## DIRECTIONS:
Please reproduce everything in the seminary advice passage from "Seminary is wonderful" down to "piece of advice)".

## PROVIDED PASSAGE:

--------------------------------

Ecclesiastes 7:19-22: "Wisdom makes one wise man more powerful than ten rulers in a city. There is not a righteous man on earth who does what is right and never sins. Do not pay attention to every word people say, or you may hear your servant cursing you--or you know in your heart that many times you yourself have cursed others."
Seminary is wonderful but you can't learn everything there. The year I graduated from seminary, Christianity Today published a humorous column called "Things They Didn't Tell You at Your Seminary Graduation." It was subtitled "Some aphorisms for the brand-new pastor." I cut it out and saved it, and after all these years, I still have my copy, faded and worn, because the wisdom it contains seems timeless to me. Here are a few bits of advice from the column (with a few of my personal comments):
*If you don't know what you're doing, do it neatly. (Not one of my strong points)
*If you can't tell a joke, don't. (A really wise piece of advice)
*When you visit the hospital, don't sit on the bed or discuss your operation.
*Leave your German shepherd at home when you go to the Sunday School picnic.

--------------------------------

## STORED DATA:
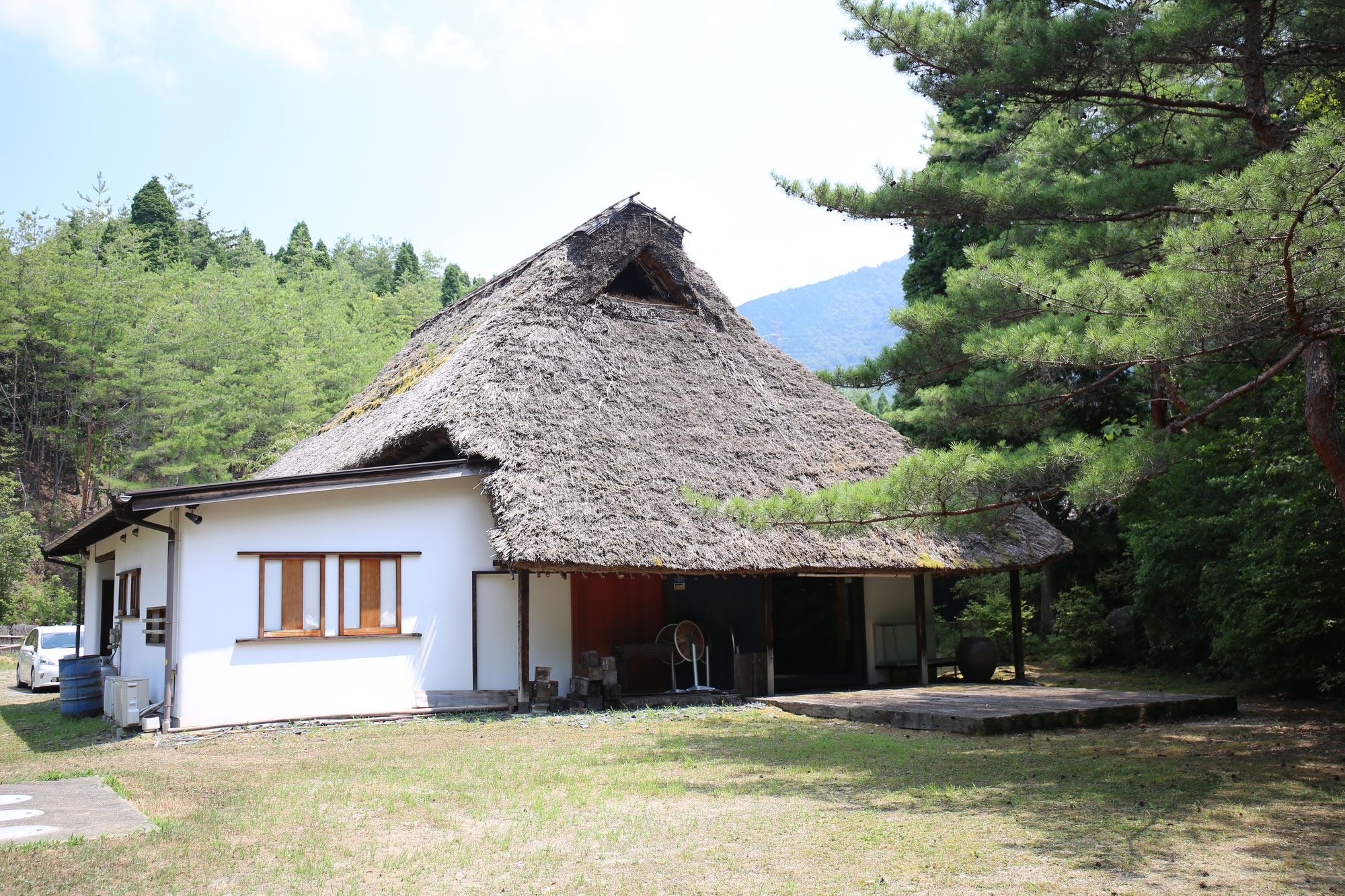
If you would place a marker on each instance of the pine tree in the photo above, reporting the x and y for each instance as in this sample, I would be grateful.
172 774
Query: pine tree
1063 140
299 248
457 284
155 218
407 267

--------------------------------

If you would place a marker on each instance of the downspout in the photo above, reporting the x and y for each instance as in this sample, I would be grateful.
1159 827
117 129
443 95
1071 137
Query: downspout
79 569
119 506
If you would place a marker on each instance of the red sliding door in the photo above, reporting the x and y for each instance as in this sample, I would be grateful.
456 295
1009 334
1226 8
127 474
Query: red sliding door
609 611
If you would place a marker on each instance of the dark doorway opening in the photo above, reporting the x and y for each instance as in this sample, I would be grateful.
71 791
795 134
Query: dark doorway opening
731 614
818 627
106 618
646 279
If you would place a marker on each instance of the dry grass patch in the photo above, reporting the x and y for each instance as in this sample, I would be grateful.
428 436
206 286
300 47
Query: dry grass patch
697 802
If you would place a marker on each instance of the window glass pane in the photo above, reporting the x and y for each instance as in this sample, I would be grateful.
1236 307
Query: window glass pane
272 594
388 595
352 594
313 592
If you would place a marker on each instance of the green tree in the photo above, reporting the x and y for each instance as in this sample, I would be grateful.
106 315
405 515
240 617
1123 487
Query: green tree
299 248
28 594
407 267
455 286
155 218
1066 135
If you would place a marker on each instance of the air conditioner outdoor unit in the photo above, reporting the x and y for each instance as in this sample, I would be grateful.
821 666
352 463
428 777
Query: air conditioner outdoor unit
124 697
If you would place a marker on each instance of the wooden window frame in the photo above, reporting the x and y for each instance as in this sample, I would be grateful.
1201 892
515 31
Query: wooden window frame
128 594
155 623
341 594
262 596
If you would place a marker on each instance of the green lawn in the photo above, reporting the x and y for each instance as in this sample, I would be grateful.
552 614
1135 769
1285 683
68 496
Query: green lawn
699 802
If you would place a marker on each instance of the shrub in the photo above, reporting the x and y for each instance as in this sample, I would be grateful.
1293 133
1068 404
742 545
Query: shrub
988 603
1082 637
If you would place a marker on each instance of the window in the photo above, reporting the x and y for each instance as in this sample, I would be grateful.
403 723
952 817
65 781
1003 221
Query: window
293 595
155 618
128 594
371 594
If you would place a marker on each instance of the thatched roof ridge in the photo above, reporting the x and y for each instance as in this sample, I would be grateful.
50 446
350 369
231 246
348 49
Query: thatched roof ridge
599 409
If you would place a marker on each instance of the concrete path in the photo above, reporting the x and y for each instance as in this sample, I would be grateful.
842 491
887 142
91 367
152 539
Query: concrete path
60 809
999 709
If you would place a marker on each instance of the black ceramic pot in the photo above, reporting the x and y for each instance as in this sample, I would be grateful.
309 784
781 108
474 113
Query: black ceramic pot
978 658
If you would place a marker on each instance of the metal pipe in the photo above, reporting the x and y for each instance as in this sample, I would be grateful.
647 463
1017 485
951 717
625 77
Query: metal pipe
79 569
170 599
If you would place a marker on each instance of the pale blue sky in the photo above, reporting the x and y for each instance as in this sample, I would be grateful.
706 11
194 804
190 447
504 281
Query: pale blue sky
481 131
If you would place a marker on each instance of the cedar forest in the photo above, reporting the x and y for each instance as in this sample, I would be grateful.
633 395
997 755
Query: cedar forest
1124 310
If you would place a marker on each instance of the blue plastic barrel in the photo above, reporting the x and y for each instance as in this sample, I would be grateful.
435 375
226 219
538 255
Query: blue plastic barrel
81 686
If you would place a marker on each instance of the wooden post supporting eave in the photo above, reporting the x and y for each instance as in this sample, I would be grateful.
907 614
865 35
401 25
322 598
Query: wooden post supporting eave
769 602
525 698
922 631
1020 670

--------------------------------

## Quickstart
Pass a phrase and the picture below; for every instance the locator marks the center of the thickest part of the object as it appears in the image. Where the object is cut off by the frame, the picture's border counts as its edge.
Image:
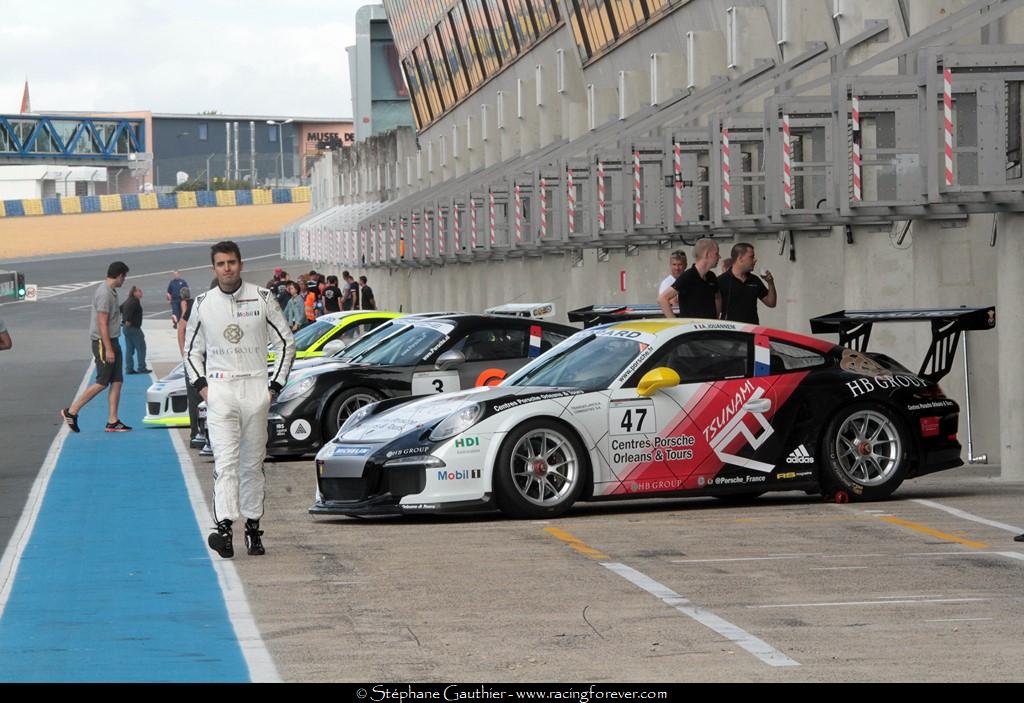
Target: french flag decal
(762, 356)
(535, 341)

--------------------------------

## RESULT:
Seminary is wonderful but you can't learn everything there. The year I graduated from seminary, Christianity Today published a humorous column called "Things They Didn't Tell You at Your Seminary Graduation." It was subtitled "Some aphorisms for the brand-new pastor." I cut it out and saved it, and after all these years, I still have my copy, faded and worn, because the wisdom it contains seems timeless to me. Here are a few bits of advice from the column (with a few of my personal comments):
*If you don't know what you're doing, do it neatly. (Not one of my strong points)
*If you can't tell a joke, don't. (A really wise piece of advice)